- _TASK INPUT_:

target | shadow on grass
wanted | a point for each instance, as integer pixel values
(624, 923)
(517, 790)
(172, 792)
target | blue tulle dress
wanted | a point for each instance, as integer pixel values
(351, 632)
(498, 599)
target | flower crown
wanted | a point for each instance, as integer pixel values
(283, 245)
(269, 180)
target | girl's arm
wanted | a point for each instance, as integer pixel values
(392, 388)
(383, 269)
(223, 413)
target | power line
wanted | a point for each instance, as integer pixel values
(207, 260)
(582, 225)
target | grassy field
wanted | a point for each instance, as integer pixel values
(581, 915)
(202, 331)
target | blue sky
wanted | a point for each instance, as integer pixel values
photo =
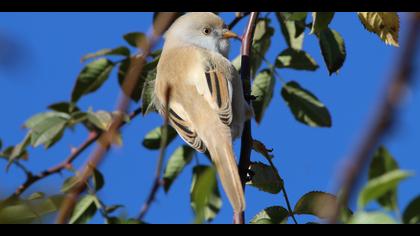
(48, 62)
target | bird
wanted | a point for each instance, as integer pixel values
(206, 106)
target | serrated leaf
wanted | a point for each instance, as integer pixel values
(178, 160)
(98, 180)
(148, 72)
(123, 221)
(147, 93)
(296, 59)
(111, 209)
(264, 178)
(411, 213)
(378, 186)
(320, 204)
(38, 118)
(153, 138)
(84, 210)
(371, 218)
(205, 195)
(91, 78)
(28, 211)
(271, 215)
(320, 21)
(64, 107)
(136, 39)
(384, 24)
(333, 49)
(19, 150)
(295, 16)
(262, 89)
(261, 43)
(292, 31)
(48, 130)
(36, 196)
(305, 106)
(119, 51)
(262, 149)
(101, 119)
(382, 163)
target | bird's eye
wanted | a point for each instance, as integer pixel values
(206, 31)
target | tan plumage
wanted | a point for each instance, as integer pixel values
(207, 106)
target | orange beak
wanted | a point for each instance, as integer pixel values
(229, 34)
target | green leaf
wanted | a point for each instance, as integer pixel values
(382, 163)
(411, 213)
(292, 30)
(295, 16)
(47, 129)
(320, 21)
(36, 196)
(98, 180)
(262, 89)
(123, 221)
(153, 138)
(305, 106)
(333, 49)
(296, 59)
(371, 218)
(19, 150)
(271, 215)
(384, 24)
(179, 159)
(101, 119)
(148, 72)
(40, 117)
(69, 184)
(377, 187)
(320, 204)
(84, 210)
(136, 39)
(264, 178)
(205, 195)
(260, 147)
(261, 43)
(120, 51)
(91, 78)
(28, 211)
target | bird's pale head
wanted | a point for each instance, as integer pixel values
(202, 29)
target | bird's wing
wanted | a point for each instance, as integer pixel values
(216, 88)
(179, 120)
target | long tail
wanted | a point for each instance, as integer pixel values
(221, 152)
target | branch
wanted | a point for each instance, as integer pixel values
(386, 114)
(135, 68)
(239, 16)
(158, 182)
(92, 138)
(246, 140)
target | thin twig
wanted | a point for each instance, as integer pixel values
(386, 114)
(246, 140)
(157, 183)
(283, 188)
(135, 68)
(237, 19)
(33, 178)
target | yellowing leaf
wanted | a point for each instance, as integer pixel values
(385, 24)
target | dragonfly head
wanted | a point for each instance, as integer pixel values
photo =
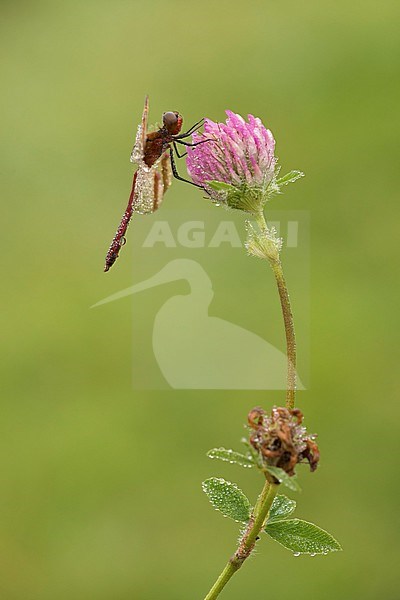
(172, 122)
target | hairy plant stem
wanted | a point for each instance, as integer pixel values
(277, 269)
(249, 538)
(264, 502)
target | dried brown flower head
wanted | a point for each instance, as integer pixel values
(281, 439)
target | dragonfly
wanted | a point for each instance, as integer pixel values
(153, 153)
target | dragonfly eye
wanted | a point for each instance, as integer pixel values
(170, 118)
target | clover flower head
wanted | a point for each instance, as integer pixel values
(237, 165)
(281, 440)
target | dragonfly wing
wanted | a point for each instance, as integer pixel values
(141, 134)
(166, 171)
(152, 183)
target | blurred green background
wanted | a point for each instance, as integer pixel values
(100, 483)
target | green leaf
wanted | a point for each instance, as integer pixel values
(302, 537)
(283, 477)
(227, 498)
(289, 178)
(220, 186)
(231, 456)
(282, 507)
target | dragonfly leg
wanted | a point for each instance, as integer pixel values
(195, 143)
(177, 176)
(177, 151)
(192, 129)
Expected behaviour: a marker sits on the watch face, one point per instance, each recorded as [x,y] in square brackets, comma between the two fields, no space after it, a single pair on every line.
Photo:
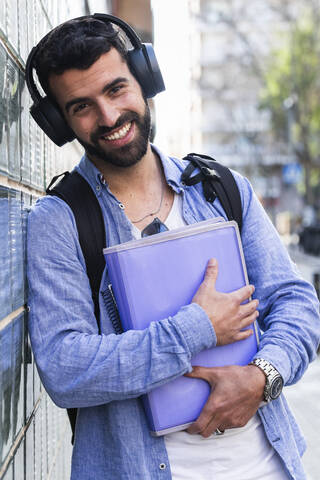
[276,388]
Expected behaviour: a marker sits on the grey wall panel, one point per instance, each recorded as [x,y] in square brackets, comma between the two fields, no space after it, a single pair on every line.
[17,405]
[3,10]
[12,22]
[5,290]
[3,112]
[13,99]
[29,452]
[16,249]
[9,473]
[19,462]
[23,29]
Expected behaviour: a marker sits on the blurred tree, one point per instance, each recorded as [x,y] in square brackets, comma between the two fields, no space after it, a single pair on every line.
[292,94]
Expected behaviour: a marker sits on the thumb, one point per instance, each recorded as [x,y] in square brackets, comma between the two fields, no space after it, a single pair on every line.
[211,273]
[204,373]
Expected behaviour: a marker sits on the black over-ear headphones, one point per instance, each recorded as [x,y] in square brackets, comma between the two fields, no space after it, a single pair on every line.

- _TASK GOAL_:
Are you able to set down all the lines above exactly, without any pictures?

- _RESPONSE TO THIS TASK_:
target | shadow on grass
wanted | a point for each instance, as integer pixel values
(624, 923)
(517, 790)
(172, 792)
target | blue tulle dress
wanted | a point for each instance, as integer pixel values
(351, 632)
(498, 599)
target | flower crown
wanted | a point for each instance, as integer pixel values
(283, 245)
(269, 180)
target | girl's arm
wanted | a point for each instance, as integer pixel values
(392, 388)
(383, 269)
(223, 413)
target | power line
wanted | a point for each instance, as integer pixel values
(207, 260)
(582, 225)
target | grassy field
wanted | a point for each instance, as integer pixel values
(581, 915)
(202, 331)
target | blue sky
wanted | a point for each instance, as integer pixel values
photo =
(48, 62)
target | bird
wanted | a point for each instance, as integer pixel values
(206, 106)
target | serrated leaf
wanted | a point for each instance, as integer pixel values
(178, 160)
(98, 180)
(148, 72)
(123, 221)
(147, 93)
(296, 59)
(111, 209)
(264, 178)
(411, 213)
(378, 186)
(320, 204)
(38, 118)
(153, 138)
(84, 210)
(371, 218)
(205, 195)
(91, 78)
(28, 211)
(271, 215)
(320, 21)
(64, 107)
(136, 39)
(384, 24)
(333, 49)
(19, 150)
(295, 16)
(262, 89)
(261, 43)
(292, 31)
(48, 130)
(36, 196)
(305, 106)
(119, 51)
(262, 149)
(101, 119)
(382, 163)
target | bird's eye
wanted | a point for each instance, as integer pixel values
(206, 31)
target | tan plumage
wanted | a point for each instance, as integer pixel values
(207, 106)
target | orange beak
wanted | a point for each instance, as integer pixel values
(229, 34)
target | green leaf
wanted | a point for each instance, as integer pixel values
(382, 163)
(411, 213)
(292, 30)
(295, 16)
(47, 129)
(320, 21)
(36, 196)
(98, 180)
(262, 89)
(123, 221)
(153, 138)
(305, 106)
(333, 49)
(296, 59)
(371, 218)
(19, 150)
(271, 215)
(384, 24)
(179, 159)
(101, 119)
(148, 72)
(40, 117)
(69, 184)
(377, 187)
(320, 204)
(84, 210)
(136, 39)
(264, 178)
(205, 195)
(260, 147)
(261, 43)
(120, 51)
(91, 78)
(28, 211)
target | bird's pale head
wanted | a point for each instance, as integer pixel values
(202, 29)
target | bird's wing
wanted | a point for each instance, as integer pixel values
(216, 88)
(179, 120)
target | long tail
wanted | a point for each instance, as integer pixel values
(221, 152)
target | branch
wanted | a point for each instance, as integer pixel values
(386, 114)
(135, 68)
(239, 16)
(158, 182)
(92, 138)
(246, 140)
target | thin twig
wanted | a point for each instance, as integer pixel values
(386, 114)
(246, 140)
(157, 183)
(283, 188)
(135, 68)
(237, 19)
(33, 178)
target | yellowing leaf
wanted | a point for each instance, as integer pixel values
(385, 24)
target | dragonfly head
wanted | a point for each instance, as integer pixel values
photo =
(172, 122)
target | hairy plant stem
wanted | a point for each instance, as integer pixel values
(277, 269)
(249, 538)
(264, 502)
target | dried brown flower head
wanted | a point for each instance, as integer pixel values
(281, 439)
target | dragonfly
wanted | a point for each instance, as integer pixel values
(153, 153)
target | dragonfly eye
wanted | a point for each instance, as integer pixel values
(170, 118)
target | clover flower head
wanted | a point for each instance, as integer pixel values
(237, 165)
(281, 440)
target | dragonfly wing
wanted | a point for each instance, as integer pixel values
(141, 134)
(166, 171)
(152, 183)
target | blurred green background
wanted | a point for each instance, as integer pixel values
(100, 483)
target | green leaf
wanted | a point for each instance, as integer pixel values
(302, 537)
(283, 477)
(227, 498)
(289, 178)
(220, 186)
(231, 456)
(282, 507)
target | dragonfly leg
wanted | a point for each instance, as integer pixel values
(195, 143)
(177, 176)
(177, 151)
(192, 129)
Expected behaviour: a marker sits on the watch face, one point per instance, each recorded as [x,y] in square brackets, comma between the two fields, no space after it, a single pair on every line.
Photo:
[276,388]
Expected behaviour: a marker sits on the grey wall panel, one point per instance, each recorded as [x,y] in square brackets, comma between the two fields, no space after it, a single pair on every line.
[17,405]
[3,10]
[12,22]
[5,290]
[3,112]
[13,99]
[29,452]
[16,249]
[9,473]
[19,462]
[23,29]
Expected behaviour: a marker sits on the blurred tree, one point per instance, each recorded as [x,y] in square brackets, comma between the two fields, no space after it, a single pair on every line.
[292,94]
Expected behaviour: a marker sits on the thumb, one point per instance, each recorded as [x,y] in square brackets, comma between the two fields, no space after it, a single pair on every line.
[211,273]
[204,373]
Expected behaviour: a marker sits on the black over-ear headphones, one point per instance, each recorded as [x,y] in square brackets, comma between the two fields, no space after it, a single pair on every line.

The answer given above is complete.